--- GIVEN PROBLEM ---
Quote every line as written. Omit pictures.

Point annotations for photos
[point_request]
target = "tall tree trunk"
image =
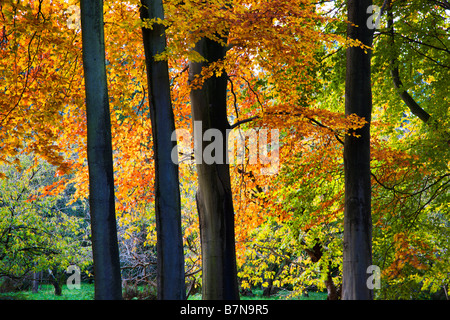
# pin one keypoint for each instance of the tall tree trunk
(357, 213)
(214, 197)
(99, 150)
(170, 256)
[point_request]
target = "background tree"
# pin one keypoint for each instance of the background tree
(214, 197)
(171, 284)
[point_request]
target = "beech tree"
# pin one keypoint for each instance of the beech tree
(99, 152)
(170, 259)
(214, 196)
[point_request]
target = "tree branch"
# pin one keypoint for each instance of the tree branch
(415, 108)
(243, 121)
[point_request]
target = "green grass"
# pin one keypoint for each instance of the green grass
(86, 292)
(47, 292)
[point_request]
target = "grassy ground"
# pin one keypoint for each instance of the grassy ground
(86, 292)
(47, 292)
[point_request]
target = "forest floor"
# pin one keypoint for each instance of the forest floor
(86, 292)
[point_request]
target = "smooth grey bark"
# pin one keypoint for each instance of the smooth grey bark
(170, 254)
(214, 196)
(99, 152)
(357, 213)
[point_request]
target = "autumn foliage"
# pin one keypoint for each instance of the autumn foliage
(285, 69)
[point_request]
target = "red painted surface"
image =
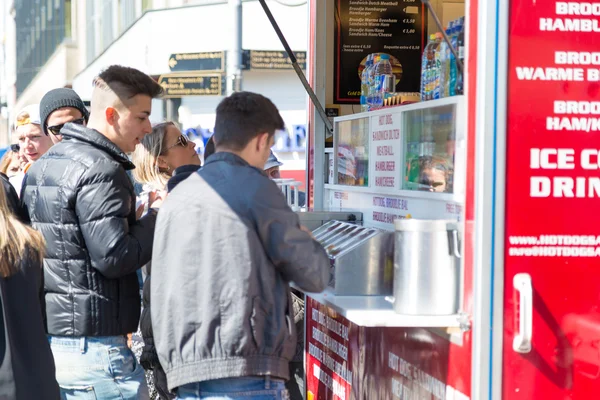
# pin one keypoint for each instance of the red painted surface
(346, 361)
(564, 362)
(299, 175)
(423, 352)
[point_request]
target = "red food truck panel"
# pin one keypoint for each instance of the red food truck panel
(552, 243)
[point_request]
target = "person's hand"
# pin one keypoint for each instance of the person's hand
(140, 211)
(156, 198)
(305, 229)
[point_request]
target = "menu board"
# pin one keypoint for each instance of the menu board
(364, 27)
(386, 150)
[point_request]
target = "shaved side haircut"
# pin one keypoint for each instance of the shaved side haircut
(117, 85)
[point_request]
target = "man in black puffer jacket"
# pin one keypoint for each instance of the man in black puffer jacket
(78, 195)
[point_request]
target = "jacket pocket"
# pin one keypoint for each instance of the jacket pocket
(258, 320)
(77, 392)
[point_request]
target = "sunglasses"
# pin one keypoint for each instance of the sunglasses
(55, 130)
(181, 141)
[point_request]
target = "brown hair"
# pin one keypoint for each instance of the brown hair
(243, 116)
(127, 83)
(145, 158)
(7, 158)
(16, 239)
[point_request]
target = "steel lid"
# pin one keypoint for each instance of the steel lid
(425, 225)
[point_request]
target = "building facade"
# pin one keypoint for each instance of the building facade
(66, 43)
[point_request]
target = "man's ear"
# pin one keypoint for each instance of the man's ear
(112, 115)
(263, 141)
(162, 162)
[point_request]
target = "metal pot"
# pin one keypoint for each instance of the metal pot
(426, 267)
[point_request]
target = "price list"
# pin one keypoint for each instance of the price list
(366, 27)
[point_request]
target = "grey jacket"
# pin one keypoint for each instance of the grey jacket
(226, 247)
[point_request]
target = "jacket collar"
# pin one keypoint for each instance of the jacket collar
(96, 139)
(228, 158)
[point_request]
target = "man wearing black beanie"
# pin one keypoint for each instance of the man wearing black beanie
(58, 107)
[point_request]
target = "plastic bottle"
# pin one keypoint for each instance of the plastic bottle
(371, 79)
(426, 68)
(460, 42)
(384, 80)
(424, 64)
(445, 69)
(453, 68)
(364, 84)
(436, 85)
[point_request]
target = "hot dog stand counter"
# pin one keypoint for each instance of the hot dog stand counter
(502, 184)
(396, 167)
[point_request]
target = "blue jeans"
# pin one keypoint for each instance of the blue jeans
(246, 388)
(97, 368)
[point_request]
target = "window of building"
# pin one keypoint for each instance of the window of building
(68, 26)
(107, 24)
(146, 5)
(90, 31)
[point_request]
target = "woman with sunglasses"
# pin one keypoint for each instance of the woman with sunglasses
(9, 167)
(162, 154)
(10, 164)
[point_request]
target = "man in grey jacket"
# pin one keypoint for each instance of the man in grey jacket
(226, 247)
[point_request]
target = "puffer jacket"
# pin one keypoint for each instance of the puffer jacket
(78, 195)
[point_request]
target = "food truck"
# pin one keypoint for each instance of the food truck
(462, 230)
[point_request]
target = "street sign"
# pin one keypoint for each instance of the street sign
(205, 61)
(259, 59)
(192, 84)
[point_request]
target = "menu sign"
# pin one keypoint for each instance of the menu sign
(345, 361)
(385, 151)
(552, 194)
(329, 374)
(364, 27)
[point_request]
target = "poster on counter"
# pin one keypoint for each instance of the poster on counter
(364, 27)
(345, 361)
(386, 151)
(552, 228)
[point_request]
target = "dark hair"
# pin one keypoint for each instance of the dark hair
(128, 82)
(209, 149)
(243, 116)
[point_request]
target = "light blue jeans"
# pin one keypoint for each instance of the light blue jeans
(246, 388)
(97, 368)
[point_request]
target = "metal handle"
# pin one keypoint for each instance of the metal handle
(522, 340)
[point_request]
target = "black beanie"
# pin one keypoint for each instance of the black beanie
(59, 98)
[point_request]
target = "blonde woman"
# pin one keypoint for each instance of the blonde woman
(10, 164)
(164, 156)
(9, 167)
(26, 364)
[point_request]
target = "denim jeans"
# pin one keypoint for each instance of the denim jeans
(245, 388)
(97, 368)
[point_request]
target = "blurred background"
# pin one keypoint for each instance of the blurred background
(199, 50)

--- RESULT ---
[point_request]
target = "tall tree trunk"
image =
# pin one keypoint for each instance of the tall tree trunk
(357, 213)
(214, 197)
(99, 150)
(170, 256)
[point_request]
target = "background tree"
# pin one keypoint for each instance of the background tree
(214, 197)
(171, 284)
[point_request]
target = "beech tree"
# pin one keypoint for each instance of the beech tree
(99, 152)
(170, 259)
(214, 196)
[point_request]
target = "tree branch"
# pin one keypoint for each instance of the tree branch
(415, 108)
(243, 121)
[point_request]
target = "green grass"
# pin one keypoint for each instance of the green grass
(86, 292)
(47, 292)
[point_request]
target = "grassy ground"
# pin one keypoint for each instance of the grassy ground
(86, 292)
(47, 292)
[point_request]
target = "forest floor"
# pin one keypoint for each instance of the forest floor
(86, 292)
[point_request]
target = "smooth grey bark"
# pin one keypoint for each instance of the smooth grey bark
(170, 254)
(214, 196)
(99, 152)
(357, 213)
[point_request]
target = "autumn foliage"
# pin one keypoint for each instance of the autumn foliage
(285, 69)
[point_request]
target = "red painted surface"
image =
# pin one keypoint for each instance of the red painted surface
(346, 361)
(564, 362)
(299, 175)
(423, 352)
[point_request]
target = "red food truck panel"
# pin one keypoint for each instance of the red food truck panel
(552, 243)
[point_request]
target = "person's hand"
# pin one keypoint for each instance of the person's hand
(140, 211)
(156, 198)
(305, 229)
[point_request]
target = "menu board"
# pin one keypoint for each instance of the menu board
(364, 27)
(386, 150)
[point_request]
target = "shaved side haircut"
# pin one keypoint for each instance of the shaved side haircut
(117, 85)
[point_request]
target = "man in black puffer jacket"
# pin one keypoint for each instance of the man in black puffer jacket
(78, 195)
[point_request]
target = "jacket pocket"
# pin one keypoint for each instance of the jacket pocket
(258, 320)
(77, 392)
[point_request]
target = "sunglasses"
# pin one keypoint for each instance of the sunglasses
(55, 130)
(181, 141)
[point_request]
target = "brown hair"
# pin one keypoint for each instance of the brown hair
(243, 116)
(127, 83)
(145, 158)
(7, 158)
(16, 239)
[point_request]
target = "steel lid"
# pin one keypoint for each instance of the steel lid
(425, 225)
[point_request]
target = "building facade"
# pin one keypoint for each instance of the building facade
(66, 43)
[point_request]
target = "man's ear"
# pin one keypoint for each instance of the man's ear
(112, 115)
(263, 141)
(162, 162)
[point_request]
target = "metal pot"
# pin one keypoint for each instance of the metal pot
(426, 267)
[point_request]
target = "price list"
# pin one keypoint for each instance of the price list
(366, 27)
[point_request]
target = "grey jacket"
# pin one keypoint for each instance of the grey jacket
(226, 247)
[point_request]
target = "jacket collar"
# pin one keypoint for each instance of the jacket collar
(96, 139)
(228, 158)
[point_request]
target = "man wearing black beanie"
# pin one keypoint for each instance of the man wearing black beanie
(58, 107)
[point_request]
target = "plastic bottle"
# pin one keypoint for each instance of the plastic bottle
(371, 79)
(426, 68)
(460, 42)
(384, 80)
(424, 64)
(445, 69)
(453, 68)
(364, 84)
(436, 85)
[point_request]
target = "hot dog stand counter"
# pin one keypoint for each instance of the hot dog stand counter
(502, 184)
(396, 167)
[point_request]
target = "blue jeans"
# pin one keypoint for each instance of the blue jeans
(246, 388)
(97, 368)
[point_request]
target = "window of building"
# pin one keypoint for each instance of the window of building
(68, 26)
(107, 24)
(146, 5)
(90, 31)
[point_request]
target = "woman with sunglasses"
# pin one keypoint for each instance of the woman with sunglasses
(9, 167)
(162, 154)
(10, 164)
[point_request]
target = "man in grey jacket"
# pin one keypoint for each instance of the man in grey jacket
(226, 247)
[point_request]
target = "puffer jacket"
# pin one keypoint for each instance of the puffer jacket
(78, 195)
[point_request]
target = "food truck"
# pin one keypoint for each instance of the food truck
(462, 230)
[point_request]
target = "street sign"
# pin one keypoint for each instance of the street sign
(205, 61)
(259, 59)
(192, 84)
[point_request]
target = "menu sign"
# pin one keypoint for each instance of the menu sign
(345, 361)
(385, 151)
(552, 194)
(329, 374)
(364, 27)
[point_request]
target = "poster on counter"
# pin one keypoint for each instance of the poster on counter
(364, 27)
(345, 361)
(386, 151)
(552, 228)
[point_request]
target = "dark hair"
# pin one keypoint for each instance of the dark hair
(128, 82)
(209, 149)
(243, 116)
[point_request]
target = "light blue jeans"
# pin one keypoint for each instance of the light blue jeans
(246, 388)
(97, 368)
[point_request]
target = "metal handle"
# pin one keypoint for each instance of the metal handle
(522, 340)
[point_request]
target = "black beanie"
# pin one keypoint for each instance of the black beanie
(59, 98)
[point_request]
target = "blonde woman"
# pin one keypoint for each instance of the blonde woman
(10, 164)
(164, 156)
(9, 167)
(26, 364)
[point_request]
target = "denim jeans"
# pin one keypoint for each instance of the denim jeans
(245, 388)
(97, 368)
[point_request]
target = "blurred background"
# pin one keypoint for each instance of the blurred background
(199, 50)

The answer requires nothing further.